Exercise details> Of the lines in the data below, write out exactly those from the one holding "Where can the cloud" through the one holding "Where can the sky", both included.

Data extracts>
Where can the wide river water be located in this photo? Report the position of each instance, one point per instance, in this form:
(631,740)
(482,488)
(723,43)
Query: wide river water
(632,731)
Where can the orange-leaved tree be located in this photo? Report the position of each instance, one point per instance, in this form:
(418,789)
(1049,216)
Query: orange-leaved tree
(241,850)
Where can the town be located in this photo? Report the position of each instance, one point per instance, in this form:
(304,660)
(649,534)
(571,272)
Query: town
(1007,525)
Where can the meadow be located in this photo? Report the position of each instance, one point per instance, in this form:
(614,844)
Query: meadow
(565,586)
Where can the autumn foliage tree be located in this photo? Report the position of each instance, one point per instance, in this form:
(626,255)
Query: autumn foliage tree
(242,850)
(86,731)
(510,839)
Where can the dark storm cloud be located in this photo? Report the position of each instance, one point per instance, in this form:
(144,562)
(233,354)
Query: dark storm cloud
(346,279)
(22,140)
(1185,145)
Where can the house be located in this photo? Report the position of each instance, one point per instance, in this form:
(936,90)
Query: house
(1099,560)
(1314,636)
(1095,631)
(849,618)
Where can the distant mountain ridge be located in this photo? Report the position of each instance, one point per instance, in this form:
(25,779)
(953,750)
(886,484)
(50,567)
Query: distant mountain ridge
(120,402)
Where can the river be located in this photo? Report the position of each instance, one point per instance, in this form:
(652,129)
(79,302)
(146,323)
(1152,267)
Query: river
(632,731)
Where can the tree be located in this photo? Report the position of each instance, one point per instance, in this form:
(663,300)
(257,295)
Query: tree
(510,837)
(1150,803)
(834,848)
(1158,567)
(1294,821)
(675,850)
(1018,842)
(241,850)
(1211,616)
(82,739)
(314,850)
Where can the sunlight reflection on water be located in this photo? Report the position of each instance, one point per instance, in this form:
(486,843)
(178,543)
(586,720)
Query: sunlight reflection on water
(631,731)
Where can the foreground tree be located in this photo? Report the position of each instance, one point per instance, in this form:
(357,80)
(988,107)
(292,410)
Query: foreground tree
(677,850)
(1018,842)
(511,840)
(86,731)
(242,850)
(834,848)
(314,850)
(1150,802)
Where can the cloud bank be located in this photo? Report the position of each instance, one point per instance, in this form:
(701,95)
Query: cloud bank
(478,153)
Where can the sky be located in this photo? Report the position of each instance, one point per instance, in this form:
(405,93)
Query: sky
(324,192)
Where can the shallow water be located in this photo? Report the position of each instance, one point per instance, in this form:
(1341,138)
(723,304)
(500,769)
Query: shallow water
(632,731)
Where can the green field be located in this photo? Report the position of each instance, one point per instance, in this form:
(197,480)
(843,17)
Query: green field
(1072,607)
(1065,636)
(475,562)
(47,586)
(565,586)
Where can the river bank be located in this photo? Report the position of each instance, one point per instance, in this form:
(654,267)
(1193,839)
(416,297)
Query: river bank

Exercise response>
Where can the cloud bank be located in this photo? Report the position of each instance, one point per instance, in this form:
(701,95)
Query: cloud bank
(478,153)
Where can the sky be located in this photo? Report the position of each instance, one point per instance, in this form:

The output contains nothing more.